What is required — Reproduce word for word the stretch of the forum discussion from "Such a predetermined" through "in said worldbuilding.".

Passage provided —
++++++++++
Thanks for the link.
I begin to wonder if the simplest best way to reduce the impact of humanity on the planet may simply be to focus on what used to be the center of attention in the 60s: population reduction. That is not to say that tech change and conservation are not essential – they surely are. But all living things use resources and excrete/dispose of waste – it is very hard to stop that.
Given that human population just passed 8 billion in November, that is not likely to be possible in the near future, absent a massive global catastrophe (COVID-19 provided little more than a minor blip). But the factors that lead to reduced population growth – transformation of economies from subsistence agriculture to industry and then to services, education of and jobs for women, social transformation in favor of women’s equality and rights – are not quick fixes and are not current foci of attention. There will hopefully be some intermediate approach, followed by those needed transformations. But it is likely to be rough, given powerful forces in favor of legacy social systems.
One of the remarkable aspects of the Camp was that three economists who’d never met each other and with little to no previous interaction came together with three lectures that made sense as an arc. It had a decidedly behavioralist flair, from values and incentives evidenced through economic anthropology, to evidence from Ostrom commons studies to the theoretical instability of Utopias explored as game theory.
This was quite fortuitous, but I think going forward we need an actual econ curriculum developed for such events. We didn’t get into econ development, money, banking or credit, or production methods, or even specifics about ownership regimes.
Such a predetermined curriculum means we could have prepared handouts to assist in worldbuilding, which in turn will help with the economic rigour in said worldbuilding.
It’s funny you say this, was just thinking after yesterdays chat about two things
how much we want to bring in of some the thinking we had done around possible trajectories for the lab in general. I put this together some time ago based on discussions with the crowd in Messina: Scifiecon.org
Perhaps a way to integrate real world concerns into the work without losing speculative freedom is to build an alternative to witness - maybe conceived as a kind of overlay on currents places (thinking about China Mieville’s The City and the City).
I’m thinking something along the lines of there being a parallel reality in those places happening right now in which we are in a specific ipcc scenario, with no centre of empire and had already found our own local strategies for navigating them. What does this parallel reality look like in this place? how do we cope with different exogenous shocks? and how are we interacting with other places? and how does someone wanting to build a crossing between the two superimposed realities do this? with special focus on the social dynamics.
The other thing @alberto mentioned yesterday is what creative/artistic outputs/ renderings? I’m a fan of role play & AR. It’s not that hard to build visual objects and put them in an ar overlay of a space.
So maybe stories, character descriptions, and collab with 3d renderers to give form to totem articles and characters & someone to stick it into an ar system?
We know this has an impact, and it was the main focus of the Space Economy Camp. For future events, I think there should be creative outputs, but I also would like not to be the one who has to think about them, as I would prefer to focus on the economics.
Agreed. This is something I can take on. Let’s put it this way: I think we should have these creative outputs:
- Character descriptions.
- 3-D illustrations of characters and symbolic objects.
- Role-play/ scenario building game
- Stick everything into an AR engine.
++++++++++
Provided data —
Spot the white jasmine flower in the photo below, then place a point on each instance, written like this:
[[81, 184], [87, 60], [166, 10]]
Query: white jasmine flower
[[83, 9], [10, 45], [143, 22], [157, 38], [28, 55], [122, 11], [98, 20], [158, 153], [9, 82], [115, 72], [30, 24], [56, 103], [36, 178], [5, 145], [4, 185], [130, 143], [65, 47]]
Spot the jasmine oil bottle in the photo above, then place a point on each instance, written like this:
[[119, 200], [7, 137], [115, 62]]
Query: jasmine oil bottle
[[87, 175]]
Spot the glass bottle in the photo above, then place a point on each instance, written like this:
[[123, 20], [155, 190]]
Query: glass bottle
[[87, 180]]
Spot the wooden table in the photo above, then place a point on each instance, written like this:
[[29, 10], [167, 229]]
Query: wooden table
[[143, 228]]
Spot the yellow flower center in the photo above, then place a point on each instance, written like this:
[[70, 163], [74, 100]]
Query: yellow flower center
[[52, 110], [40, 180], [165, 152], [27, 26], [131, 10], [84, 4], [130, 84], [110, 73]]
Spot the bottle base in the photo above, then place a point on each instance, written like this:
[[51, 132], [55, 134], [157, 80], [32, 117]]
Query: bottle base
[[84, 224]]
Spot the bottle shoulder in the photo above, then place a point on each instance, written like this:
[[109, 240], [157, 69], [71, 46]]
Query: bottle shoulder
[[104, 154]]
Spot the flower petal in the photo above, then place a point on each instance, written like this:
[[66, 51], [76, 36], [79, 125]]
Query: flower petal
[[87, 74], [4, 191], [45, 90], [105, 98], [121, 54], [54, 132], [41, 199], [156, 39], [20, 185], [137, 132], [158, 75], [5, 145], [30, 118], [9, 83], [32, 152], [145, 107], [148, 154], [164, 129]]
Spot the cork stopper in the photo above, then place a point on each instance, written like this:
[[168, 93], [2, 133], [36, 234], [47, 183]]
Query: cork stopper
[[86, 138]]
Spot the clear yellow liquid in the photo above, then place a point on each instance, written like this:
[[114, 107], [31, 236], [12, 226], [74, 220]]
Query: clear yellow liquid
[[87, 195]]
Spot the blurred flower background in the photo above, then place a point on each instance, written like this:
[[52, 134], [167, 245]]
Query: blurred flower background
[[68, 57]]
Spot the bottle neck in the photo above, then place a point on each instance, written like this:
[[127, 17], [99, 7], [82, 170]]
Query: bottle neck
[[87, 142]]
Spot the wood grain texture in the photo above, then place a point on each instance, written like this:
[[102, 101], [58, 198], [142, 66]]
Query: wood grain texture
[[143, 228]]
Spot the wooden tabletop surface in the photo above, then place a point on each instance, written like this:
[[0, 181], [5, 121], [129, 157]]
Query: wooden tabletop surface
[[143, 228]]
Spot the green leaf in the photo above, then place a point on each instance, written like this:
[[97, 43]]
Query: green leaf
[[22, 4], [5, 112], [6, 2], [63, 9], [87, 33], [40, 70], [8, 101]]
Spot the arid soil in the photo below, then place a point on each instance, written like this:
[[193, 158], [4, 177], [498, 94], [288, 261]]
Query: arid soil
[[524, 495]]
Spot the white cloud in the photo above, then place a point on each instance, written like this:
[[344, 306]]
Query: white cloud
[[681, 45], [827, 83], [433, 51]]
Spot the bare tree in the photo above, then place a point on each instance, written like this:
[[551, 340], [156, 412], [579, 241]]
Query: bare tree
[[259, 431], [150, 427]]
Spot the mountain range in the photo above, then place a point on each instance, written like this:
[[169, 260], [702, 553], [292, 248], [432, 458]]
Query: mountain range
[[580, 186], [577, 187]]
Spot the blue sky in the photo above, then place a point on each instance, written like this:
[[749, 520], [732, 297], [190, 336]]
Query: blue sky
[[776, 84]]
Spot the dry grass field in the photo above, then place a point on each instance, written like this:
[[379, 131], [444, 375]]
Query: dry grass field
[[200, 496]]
++++++++++
Reply —
Such a predetermined curriculum means we could have prepared handouts to assist in worldbuilding, which in turn will help with the economic rigour in said worldbuilding.